Top of The input
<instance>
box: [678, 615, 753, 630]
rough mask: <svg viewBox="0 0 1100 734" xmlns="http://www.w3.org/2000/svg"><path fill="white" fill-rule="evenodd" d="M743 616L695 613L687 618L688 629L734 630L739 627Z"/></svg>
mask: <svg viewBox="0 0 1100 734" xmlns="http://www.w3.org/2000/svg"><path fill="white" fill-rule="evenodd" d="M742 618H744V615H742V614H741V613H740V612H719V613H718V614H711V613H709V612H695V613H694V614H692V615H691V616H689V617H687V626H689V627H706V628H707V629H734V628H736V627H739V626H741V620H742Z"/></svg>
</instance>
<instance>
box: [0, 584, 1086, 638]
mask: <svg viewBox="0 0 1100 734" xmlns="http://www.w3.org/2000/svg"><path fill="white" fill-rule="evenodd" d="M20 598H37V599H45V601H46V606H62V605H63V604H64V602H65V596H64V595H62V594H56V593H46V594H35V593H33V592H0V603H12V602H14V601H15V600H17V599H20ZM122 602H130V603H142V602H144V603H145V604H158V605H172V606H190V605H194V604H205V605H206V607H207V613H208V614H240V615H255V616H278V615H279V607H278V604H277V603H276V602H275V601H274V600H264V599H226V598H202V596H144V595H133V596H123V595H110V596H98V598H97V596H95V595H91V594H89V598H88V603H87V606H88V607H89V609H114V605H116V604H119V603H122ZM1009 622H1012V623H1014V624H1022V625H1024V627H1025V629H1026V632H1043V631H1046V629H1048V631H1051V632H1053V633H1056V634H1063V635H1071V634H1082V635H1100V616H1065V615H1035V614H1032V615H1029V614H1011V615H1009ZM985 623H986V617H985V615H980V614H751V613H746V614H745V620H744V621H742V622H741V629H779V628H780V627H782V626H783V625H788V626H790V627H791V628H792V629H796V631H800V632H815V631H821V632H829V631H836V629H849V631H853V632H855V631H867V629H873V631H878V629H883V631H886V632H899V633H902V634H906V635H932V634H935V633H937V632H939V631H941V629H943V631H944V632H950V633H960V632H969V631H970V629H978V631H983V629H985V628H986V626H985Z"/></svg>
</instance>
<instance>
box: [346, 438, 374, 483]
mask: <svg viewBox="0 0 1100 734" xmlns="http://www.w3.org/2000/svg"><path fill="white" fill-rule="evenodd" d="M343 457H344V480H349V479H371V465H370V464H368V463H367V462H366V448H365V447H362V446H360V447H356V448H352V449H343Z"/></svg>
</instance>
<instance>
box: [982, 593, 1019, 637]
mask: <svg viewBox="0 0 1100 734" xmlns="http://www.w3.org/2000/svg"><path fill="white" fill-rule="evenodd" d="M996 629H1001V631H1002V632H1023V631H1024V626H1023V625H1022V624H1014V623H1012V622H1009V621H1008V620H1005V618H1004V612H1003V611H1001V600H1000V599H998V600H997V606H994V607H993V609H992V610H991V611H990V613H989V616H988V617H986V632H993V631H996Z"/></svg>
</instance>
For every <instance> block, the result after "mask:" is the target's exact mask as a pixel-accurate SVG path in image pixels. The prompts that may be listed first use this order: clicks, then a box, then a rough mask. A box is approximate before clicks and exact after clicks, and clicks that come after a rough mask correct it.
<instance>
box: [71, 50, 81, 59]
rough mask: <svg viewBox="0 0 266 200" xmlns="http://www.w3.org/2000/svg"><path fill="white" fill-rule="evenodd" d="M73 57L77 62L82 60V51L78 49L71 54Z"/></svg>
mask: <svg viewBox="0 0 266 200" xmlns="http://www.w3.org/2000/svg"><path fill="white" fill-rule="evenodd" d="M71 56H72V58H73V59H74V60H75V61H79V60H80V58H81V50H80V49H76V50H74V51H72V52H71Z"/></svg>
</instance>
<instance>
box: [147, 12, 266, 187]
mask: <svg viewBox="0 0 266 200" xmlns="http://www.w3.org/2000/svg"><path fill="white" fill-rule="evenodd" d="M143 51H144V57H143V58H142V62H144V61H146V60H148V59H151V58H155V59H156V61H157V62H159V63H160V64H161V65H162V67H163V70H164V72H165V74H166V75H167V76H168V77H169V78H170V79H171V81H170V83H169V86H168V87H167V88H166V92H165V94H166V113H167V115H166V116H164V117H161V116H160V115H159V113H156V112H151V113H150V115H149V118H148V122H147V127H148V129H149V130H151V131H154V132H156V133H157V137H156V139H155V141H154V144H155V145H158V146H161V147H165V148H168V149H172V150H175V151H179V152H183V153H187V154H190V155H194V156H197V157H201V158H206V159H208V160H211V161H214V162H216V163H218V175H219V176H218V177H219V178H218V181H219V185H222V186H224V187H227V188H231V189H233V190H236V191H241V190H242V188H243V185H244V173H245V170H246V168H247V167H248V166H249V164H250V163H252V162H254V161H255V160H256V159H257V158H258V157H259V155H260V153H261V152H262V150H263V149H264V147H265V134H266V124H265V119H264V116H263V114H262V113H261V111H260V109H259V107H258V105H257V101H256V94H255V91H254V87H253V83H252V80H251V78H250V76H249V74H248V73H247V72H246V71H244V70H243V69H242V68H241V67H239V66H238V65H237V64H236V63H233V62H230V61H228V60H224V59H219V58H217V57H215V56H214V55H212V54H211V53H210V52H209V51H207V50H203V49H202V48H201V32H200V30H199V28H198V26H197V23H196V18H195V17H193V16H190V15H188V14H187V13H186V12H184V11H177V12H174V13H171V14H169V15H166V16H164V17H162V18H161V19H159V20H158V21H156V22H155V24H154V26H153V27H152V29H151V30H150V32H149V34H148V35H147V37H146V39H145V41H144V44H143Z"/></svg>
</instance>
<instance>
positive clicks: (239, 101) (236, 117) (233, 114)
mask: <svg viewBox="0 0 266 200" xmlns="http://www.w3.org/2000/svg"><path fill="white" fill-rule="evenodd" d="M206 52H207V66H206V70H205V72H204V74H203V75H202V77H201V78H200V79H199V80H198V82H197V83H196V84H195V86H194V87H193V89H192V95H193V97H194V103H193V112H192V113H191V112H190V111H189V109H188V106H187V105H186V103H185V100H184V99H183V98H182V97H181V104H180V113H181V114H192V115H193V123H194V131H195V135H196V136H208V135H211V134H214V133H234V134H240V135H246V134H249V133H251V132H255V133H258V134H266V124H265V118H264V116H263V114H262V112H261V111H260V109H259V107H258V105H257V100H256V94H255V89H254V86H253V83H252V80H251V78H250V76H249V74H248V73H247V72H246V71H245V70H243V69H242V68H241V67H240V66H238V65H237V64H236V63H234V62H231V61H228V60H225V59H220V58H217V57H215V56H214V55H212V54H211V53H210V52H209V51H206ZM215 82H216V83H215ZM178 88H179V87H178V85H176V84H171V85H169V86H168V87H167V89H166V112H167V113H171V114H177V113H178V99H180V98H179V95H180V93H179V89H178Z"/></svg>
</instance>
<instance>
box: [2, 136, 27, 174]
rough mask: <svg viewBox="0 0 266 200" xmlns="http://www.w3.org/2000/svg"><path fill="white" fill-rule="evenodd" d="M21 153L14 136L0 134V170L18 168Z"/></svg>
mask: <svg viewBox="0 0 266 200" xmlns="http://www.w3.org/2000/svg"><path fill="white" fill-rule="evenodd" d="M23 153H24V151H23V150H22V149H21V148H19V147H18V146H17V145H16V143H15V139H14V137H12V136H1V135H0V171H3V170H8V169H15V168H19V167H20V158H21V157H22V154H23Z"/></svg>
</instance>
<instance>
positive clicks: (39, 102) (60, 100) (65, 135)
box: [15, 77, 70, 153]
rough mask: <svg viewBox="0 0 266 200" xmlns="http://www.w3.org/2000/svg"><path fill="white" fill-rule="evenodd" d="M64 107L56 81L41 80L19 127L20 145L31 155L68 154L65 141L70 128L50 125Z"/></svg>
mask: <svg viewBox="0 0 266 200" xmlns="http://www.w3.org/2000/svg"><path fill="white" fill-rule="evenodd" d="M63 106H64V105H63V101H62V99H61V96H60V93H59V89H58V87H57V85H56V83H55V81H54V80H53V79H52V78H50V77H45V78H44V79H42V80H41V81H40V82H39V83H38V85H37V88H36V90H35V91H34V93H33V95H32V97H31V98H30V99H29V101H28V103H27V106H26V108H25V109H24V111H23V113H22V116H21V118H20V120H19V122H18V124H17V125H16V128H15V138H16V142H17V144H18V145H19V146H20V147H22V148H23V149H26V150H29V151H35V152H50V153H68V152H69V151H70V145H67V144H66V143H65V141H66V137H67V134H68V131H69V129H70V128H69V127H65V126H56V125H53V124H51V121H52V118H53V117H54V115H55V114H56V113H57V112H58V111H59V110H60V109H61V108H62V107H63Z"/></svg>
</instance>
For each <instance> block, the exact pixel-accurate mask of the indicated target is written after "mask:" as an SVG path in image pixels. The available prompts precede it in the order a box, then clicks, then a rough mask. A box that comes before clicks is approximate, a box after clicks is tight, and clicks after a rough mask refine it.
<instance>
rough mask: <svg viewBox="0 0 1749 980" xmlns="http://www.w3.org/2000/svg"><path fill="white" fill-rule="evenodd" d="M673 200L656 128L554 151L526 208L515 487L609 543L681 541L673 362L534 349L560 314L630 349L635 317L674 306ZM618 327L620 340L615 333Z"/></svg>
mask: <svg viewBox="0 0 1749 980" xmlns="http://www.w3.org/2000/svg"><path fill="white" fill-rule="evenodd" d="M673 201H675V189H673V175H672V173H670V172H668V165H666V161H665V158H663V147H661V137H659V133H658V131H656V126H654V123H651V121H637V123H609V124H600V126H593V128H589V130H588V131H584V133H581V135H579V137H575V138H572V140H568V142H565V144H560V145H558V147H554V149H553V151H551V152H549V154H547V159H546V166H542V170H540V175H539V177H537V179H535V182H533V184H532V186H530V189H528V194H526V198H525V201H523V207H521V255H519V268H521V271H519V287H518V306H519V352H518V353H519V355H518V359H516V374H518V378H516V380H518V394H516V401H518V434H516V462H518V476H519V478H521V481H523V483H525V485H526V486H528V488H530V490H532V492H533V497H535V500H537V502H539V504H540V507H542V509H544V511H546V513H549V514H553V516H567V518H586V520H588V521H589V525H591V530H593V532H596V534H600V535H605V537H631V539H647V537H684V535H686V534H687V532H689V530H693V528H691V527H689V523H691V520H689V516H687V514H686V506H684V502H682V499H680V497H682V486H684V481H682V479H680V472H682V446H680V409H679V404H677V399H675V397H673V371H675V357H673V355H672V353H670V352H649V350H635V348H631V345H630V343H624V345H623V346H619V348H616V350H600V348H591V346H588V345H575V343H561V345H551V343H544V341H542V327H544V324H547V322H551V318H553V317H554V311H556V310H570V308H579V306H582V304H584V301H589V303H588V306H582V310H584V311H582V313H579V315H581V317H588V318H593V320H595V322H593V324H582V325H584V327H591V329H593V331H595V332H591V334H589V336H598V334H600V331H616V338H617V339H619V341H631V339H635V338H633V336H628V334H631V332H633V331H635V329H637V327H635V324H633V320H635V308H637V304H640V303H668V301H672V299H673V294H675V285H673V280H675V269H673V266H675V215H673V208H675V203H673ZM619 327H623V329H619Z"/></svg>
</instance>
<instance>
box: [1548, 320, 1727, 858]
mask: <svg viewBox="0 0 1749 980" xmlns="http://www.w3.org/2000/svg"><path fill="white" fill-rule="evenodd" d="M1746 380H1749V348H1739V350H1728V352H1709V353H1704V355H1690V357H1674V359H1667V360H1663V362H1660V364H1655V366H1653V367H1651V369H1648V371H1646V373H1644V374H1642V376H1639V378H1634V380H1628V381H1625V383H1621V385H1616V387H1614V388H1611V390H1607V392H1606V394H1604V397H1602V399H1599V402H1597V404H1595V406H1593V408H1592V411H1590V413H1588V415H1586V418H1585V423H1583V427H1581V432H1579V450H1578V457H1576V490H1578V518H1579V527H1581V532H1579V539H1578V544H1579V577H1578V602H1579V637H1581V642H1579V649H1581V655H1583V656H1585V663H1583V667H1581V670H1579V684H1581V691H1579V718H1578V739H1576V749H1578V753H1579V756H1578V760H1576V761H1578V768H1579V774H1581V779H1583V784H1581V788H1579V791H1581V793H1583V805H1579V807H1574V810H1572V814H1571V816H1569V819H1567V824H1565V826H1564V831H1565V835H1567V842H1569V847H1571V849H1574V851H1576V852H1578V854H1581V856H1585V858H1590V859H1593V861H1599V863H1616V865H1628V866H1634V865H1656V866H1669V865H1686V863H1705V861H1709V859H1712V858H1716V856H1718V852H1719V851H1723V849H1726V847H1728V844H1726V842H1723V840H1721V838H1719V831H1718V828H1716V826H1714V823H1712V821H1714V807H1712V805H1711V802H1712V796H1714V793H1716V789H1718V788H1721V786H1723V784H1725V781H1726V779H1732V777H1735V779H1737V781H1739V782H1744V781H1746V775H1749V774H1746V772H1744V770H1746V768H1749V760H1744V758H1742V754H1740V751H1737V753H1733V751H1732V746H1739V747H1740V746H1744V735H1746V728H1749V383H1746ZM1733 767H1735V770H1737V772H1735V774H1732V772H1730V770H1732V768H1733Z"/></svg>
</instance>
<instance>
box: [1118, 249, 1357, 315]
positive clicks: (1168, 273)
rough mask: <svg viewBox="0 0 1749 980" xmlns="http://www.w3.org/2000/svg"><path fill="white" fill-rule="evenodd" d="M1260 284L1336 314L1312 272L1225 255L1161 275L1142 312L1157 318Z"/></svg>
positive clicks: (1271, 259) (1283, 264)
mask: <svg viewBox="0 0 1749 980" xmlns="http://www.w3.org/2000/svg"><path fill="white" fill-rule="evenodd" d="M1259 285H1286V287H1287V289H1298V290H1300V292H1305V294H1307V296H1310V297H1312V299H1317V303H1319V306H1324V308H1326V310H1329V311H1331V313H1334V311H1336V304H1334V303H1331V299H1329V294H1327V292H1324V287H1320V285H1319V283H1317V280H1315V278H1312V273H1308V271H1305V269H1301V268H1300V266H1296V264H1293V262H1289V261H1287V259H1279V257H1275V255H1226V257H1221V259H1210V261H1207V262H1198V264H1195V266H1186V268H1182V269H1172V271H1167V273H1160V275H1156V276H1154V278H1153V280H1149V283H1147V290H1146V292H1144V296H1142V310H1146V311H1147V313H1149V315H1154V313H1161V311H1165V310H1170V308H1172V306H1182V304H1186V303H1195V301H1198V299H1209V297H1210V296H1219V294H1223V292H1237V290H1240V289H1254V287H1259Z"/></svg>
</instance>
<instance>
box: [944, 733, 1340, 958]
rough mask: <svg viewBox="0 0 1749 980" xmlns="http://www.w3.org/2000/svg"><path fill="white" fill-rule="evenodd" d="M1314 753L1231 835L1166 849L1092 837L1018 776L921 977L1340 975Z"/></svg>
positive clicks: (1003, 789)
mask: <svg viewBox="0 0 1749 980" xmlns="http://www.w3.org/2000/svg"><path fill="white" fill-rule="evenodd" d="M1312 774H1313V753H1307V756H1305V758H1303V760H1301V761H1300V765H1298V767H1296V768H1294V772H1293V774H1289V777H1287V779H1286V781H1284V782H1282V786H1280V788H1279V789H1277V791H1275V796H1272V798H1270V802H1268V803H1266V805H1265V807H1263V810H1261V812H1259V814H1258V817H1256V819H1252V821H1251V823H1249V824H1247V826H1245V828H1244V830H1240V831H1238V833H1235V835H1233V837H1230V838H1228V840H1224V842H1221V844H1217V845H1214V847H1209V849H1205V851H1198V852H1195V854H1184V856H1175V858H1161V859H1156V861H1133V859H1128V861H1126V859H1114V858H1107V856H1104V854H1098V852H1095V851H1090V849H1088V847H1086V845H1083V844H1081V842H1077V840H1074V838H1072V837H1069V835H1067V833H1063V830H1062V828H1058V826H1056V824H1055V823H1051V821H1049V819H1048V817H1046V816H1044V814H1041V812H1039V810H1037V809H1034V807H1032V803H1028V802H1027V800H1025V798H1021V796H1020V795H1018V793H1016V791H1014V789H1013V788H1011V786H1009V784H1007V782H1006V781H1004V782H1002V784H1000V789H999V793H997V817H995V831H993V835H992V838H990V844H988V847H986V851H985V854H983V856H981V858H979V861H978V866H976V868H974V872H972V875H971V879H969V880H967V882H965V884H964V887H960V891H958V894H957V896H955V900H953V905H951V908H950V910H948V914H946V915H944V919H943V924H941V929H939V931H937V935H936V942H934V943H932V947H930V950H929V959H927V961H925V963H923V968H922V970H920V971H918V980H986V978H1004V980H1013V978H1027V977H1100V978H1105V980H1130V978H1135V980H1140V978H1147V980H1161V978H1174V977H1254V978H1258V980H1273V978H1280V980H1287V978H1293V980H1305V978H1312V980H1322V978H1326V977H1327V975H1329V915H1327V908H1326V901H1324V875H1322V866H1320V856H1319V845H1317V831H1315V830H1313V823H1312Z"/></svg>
Bottom of The input
> **Prompt**
Write out every line from the entries where "accurate" appears.

> **Written reply**
For every <instance> block, the result after "mask:" is the target's exact mask as a pixel-accurate SVG path in image pixels. The prompts that may be listed first use this order: clicks, then a box, then a rough mask. A box is approximate before clicks and exact after clicks, and clicks that come after a rough mask correct it.
For each <instance> block, the exact pixel-accurate mask of the indicated target is written after "mask:" as an SVG path in image pixels. The available prompts precede it in the order a box, then clicks, then a rough mask. A box that comes before clicks is approximate, a box after clicks is tight, and clicks after a rough mask refine it.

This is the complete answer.